In like manner the writer of the Epistle to Diognetus says:—

He that made the heaven and the earth and all things that are therein, and furnisheth us all with what we need, cannot Himself need any of these things which He Himself supplieth to them that imagine they are giving them to Him. But those who think to perform sacrifices to Him by means of blood and fat and whole burnt-offerings, and to honour Him with these honours, seem to me in no way different from those who show the same respect towards deaf images; for the one class think fit to make offerings to things unable to participate in the honour, the other class to One who is in need of nothing.”

And in the Apology of Aristides it is said that “God asks no sacrifice and no libation, nor any of the things that are visible”.

------------------------------------------------------------------------

## Goals:
1: Based on the passage about sacrifice, decide whether each statement agrees with it. Answer yes or no for each, and quote the words that settle it.
(a) The Epistle to Diognetus says God needs the things He supplies.
(b) The Apology of Aristides says God asks for no libation.
(c) The Epistle to Diognetus likens those who offer blood and fat to those who honor deaf images.
2: Sum up the passage about sacrifice in two sentences.
3: Continue the passage about sacrifice from its last sentence.
The listing plays no part in any of this.

## Supplied data:
------------------------------------------------------------------------

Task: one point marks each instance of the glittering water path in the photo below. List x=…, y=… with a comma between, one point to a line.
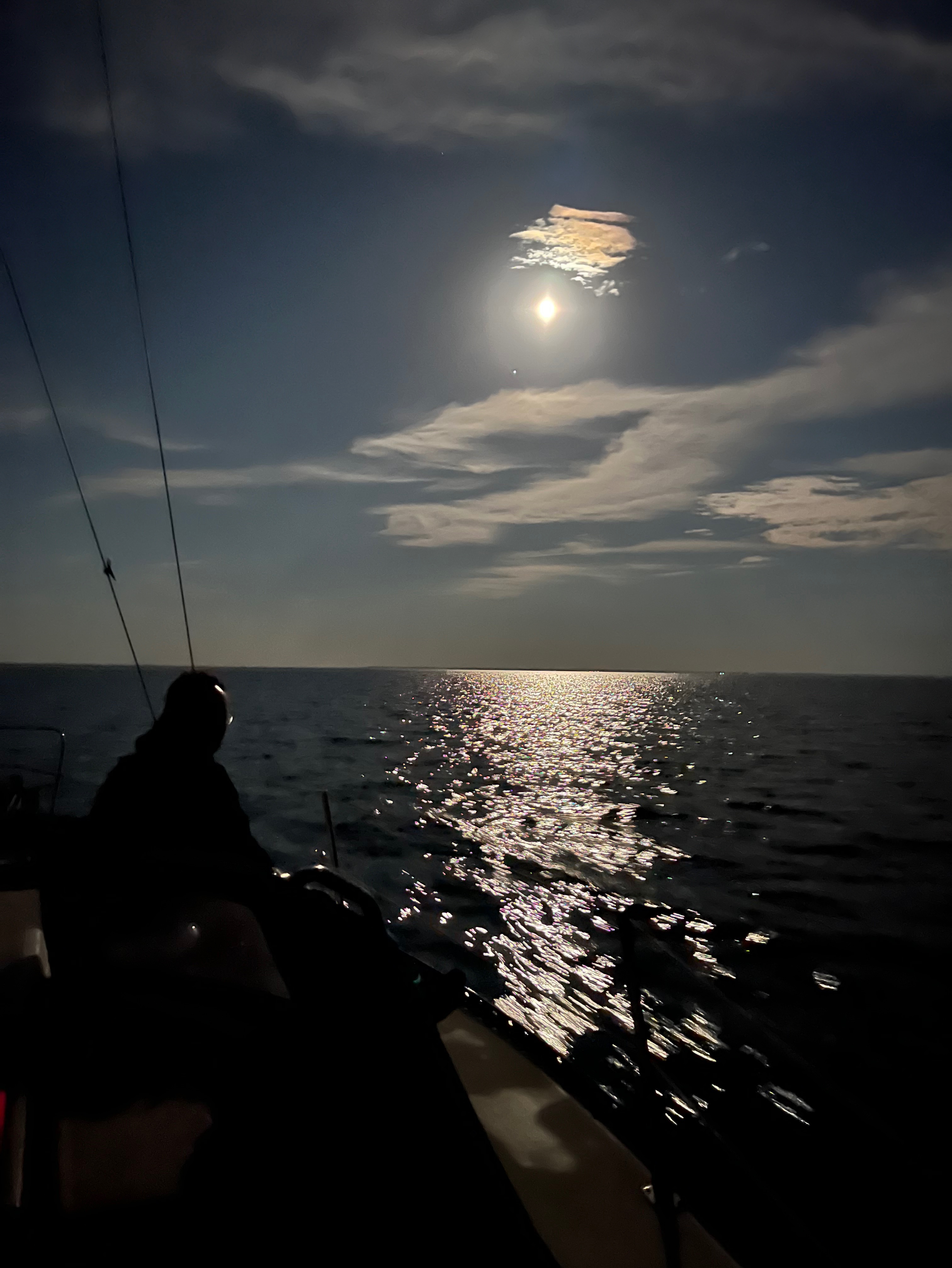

------------------------------------------------------------------------

## Task-by-task answers:
1:
(a) No: "cannot Himself need any of these things which He Himself supplieth"
(b) Yes: "God asks no sacrifice and no libation"
(c) Yes: "seem to me in no way different from those who show the same respect towards deaf images"

2: The Epistle to Diognetus says that God, who made everything and supplies all needs, cannot need what He gives, so offering Him blood, fat and burnt offerings is no different from honoring deaf images. The Apology of Aristides likewise says that God asks no sacrifice, no libation, and nothing visible.

3:
This repudiation of carnal sacrifices does not depend on the particular point of view of the writers of the Epistle of Barnabas and the Epistle to Diognetus and possibly of Aristides, that in the establishment of such sacrifices even the Jews had misunderstood the commands and wishes of God. It is found also in the idea of St. Justin Martyr and Tertullian that the institution of the sacrifices of the Jewish law was a concession to the hardness of heart of the Jews and belonged to a past dispensation; in the assertions of St. Justin Martyr, St. Irenæus and Tertullian that God needeth not such sacrifices; and in the way in which Athenagoras and Clement of Alexandria express their scorn of the sacrifices of the heathen. Athenagoras writes:—

Look ye, I pray, at each charge that is made against us, and first that we do not offer sacrifice. He who is Maker and Father of this universe needs not blood nor fat nor the sweet smell of flowers and incense, since He Himself is the perfect odour who needs nothing from within or from without.… What further need of a hecatomb is there?… What are whole burnt-offerings to me, since God needs them not?”

Clement of Alexandria picks out from the comic poets derisive descriptions of heathen sacrifices; and expresses his view on the subject in these terms:—

As then God is not circumscribed in place nor made like to the form of any creature, so neither is He of like nature, nor lacks He anything after the manner of created things, so as because of hunger to desire sacrifices for the sake of food. Things to which suffering pertains are all mortal, and it is vain to offer meat to Him who is not nurtured.”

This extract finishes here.